Lotte Kopecky names Paris-Roubaix and Olympics as main 2024 targets
Proximity of Olympic track and Tour de France dates means ‘compromise needed’
Belgian superstar Lotte Kopecky has unveiled the broad brush strokes of her upcoming 2024 campaign, with an Olympic track medal and a crack at Paris-Roubaix two key aims.
Paris-Roubaix was one of the few races that eluded Kopecky in 2023. The SD Worx rider finished seventh where the combination of a large early break staying away and a bad crash badly limited her options of going for the victory.
However, after a year in which the UCI Road World Championships, second overall in the Tour de France after an opening stage victory and a prolonged spell in the lead, not to mention another win in the Tour of Flanders were just three of the big highlights, Kopecky’s season can only be described as stunningly successful.
As for 2024, apart from Roubaix, Kopecky told Sporza that she is also keen to make her mark in the Paris OIympics, with the Omnium in her sights for her track debut in the Games.

=== Exercises ===
[1] Shorten the paragraph beginning "Paris-Roubaix was one of the few races" from the article on Lotte Kopecky's 2024 targets into a brief bulleted list that keeps its main facts.
[2] Answer these questions using the article on Lotte Kopecky's 2024 targets:
(a) Which team does Kopecky ride for?
(b) Where did she place overall in the Tour de France?
(c) Which track event is she aiming for at the Paris Olympics?
[3] Extend the article on Lotte Kopecky's 2024 targets with a few sentences that follow on from its final sentence.

=== Dataset excerpts on object pointing ===

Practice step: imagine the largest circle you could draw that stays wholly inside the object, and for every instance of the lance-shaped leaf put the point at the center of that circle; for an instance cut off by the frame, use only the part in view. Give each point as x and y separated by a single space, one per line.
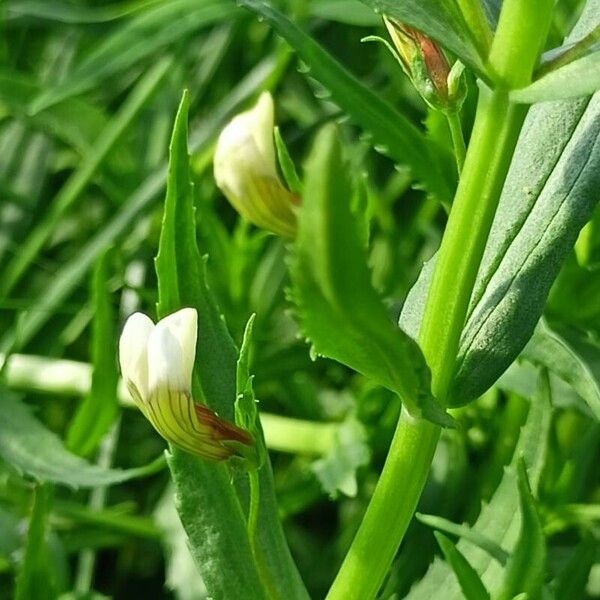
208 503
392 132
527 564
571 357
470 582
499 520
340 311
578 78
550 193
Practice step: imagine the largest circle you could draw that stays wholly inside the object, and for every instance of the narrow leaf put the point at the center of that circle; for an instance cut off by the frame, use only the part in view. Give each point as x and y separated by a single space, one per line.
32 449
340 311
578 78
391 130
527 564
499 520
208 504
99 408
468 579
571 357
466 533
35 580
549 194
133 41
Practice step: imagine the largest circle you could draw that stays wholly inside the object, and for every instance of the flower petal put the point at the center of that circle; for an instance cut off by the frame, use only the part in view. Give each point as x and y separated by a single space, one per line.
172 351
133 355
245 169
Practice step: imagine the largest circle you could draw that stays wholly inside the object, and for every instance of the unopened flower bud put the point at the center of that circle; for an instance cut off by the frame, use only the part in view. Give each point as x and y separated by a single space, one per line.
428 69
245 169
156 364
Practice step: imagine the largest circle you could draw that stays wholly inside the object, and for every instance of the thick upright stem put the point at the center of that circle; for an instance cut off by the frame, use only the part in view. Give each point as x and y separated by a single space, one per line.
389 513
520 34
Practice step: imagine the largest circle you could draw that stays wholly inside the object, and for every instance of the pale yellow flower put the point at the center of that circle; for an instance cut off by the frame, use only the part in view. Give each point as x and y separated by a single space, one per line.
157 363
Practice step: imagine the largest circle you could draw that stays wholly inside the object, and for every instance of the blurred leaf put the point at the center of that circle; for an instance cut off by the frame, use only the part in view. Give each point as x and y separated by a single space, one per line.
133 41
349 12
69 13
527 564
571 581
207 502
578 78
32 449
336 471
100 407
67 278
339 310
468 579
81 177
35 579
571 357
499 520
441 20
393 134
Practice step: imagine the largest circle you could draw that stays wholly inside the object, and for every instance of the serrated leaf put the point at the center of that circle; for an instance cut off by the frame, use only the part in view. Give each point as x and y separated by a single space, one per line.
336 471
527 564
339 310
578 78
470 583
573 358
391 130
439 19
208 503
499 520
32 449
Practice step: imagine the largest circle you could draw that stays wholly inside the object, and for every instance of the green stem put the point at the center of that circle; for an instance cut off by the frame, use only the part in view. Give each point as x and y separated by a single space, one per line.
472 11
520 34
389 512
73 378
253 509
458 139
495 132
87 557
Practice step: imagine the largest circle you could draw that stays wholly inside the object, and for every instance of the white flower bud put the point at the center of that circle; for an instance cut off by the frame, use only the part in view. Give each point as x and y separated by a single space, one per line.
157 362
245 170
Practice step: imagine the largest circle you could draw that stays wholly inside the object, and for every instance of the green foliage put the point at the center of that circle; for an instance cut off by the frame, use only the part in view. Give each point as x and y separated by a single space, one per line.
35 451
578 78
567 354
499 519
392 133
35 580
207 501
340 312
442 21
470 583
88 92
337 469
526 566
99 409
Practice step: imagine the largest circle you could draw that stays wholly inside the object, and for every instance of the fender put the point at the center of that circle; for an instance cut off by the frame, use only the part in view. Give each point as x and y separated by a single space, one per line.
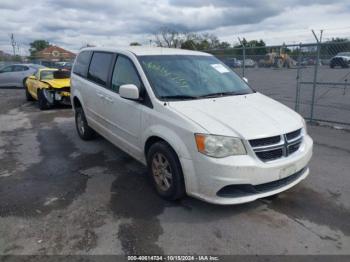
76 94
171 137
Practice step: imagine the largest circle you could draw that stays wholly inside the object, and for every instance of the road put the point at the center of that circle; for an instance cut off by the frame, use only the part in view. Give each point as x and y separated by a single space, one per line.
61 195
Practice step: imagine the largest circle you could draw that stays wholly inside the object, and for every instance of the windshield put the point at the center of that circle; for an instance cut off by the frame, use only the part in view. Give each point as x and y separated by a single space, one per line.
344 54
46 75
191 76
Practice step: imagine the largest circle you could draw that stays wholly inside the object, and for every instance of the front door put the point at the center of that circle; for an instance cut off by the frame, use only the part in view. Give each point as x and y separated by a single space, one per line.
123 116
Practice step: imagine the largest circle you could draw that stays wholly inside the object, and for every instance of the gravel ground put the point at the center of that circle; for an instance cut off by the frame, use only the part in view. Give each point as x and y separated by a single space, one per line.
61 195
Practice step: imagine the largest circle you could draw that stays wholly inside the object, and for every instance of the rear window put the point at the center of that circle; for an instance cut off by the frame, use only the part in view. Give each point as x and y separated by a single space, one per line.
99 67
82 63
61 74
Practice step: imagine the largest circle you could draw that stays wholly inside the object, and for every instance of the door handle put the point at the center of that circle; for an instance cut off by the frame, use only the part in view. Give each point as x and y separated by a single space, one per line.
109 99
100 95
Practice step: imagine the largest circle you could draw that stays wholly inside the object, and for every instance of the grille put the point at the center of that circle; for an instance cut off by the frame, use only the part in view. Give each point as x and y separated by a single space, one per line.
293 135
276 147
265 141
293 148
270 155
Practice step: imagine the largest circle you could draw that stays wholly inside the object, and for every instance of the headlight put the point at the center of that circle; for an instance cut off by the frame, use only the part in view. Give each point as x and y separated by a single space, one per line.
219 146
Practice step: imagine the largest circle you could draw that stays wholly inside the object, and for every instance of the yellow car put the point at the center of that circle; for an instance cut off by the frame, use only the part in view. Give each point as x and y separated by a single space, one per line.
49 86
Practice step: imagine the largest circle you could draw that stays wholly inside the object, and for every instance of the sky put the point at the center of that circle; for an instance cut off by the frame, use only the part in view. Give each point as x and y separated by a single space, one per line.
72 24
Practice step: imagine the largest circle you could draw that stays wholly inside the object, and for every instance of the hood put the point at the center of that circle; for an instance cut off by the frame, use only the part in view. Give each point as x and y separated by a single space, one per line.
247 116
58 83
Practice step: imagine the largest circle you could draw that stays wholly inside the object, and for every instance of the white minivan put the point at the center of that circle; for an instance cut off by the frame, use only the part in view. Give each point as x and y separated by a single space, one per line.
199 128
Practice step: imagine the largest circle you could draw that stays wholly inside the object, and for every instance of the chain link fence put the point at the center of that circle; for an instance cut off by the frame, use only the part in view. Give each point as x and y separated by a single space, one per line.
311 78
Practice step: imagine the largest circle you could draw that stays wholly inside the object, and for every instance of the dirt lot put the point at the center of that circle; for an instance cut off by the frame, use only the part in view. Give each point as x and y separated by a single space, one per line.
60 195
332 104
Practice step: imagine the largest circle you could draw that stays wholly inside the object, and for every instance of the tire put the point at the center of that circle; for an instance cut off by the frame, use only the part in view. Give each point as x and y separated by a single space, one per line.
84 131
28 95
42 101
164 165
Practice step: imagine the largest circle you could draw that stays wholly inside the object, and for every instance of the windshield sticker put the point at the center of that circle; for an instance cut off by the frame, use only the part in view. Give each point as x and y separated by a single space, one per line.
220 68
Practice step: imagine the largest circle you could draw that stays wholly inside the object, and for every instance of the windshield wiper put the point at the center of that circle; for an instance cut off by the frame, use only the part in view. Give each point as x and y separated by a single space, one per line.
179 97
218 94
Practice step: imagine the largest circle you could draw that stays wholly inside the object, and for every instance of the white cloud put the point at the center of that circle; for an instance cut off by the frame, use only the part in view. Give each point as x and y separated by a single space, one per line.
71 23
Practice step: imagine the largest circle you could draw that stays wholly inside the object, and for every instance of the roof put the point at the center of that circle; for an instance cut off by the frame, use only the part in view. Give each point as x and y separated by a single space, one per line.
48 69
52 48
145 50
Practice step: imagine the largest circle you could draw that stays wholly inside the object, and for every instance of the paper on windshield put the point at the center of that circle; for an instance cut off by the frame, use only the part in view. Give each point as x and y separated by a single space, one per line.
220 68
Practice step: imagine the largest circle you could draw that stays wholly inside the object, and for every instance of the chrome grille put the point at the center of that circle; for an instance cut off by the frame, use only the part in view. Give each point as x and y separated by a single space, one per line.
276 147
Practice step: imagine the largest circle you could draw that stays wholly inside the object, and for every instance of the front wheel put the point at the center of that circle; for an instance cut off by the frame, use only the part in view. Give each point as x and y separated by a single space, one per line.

=== Results for each task ===
[1]
- Paris-Roubaix was one of the few races Kopecky did not win in 2023.
- The SD Worx rider finished seventh.
- A large early break that stayed away and a bad crash limited her chances of winning.

[2]
(a) SD Worx
(b) Second overall
(c) The Omnium

[3]
"Of course it is in my mind to win the Games, but I know how difficult it is to win even a normal race," she said. "I dream of a medal. I really hope my training goes as well as possible [because] if it goes perfectly, you will normally be in your best shape at the Games."
“After that, things are not so easy to control, it all depends on the race.”
Kopecky said that when planning her season, it had not escaped her notice that while the Olympic road race is more than a week distant from the Tour de France Femmes start, the Omnium and the Grand Départ were only separated by 24 hours.
But she made it very clear that her track goals were not going to be sacrificed as a result.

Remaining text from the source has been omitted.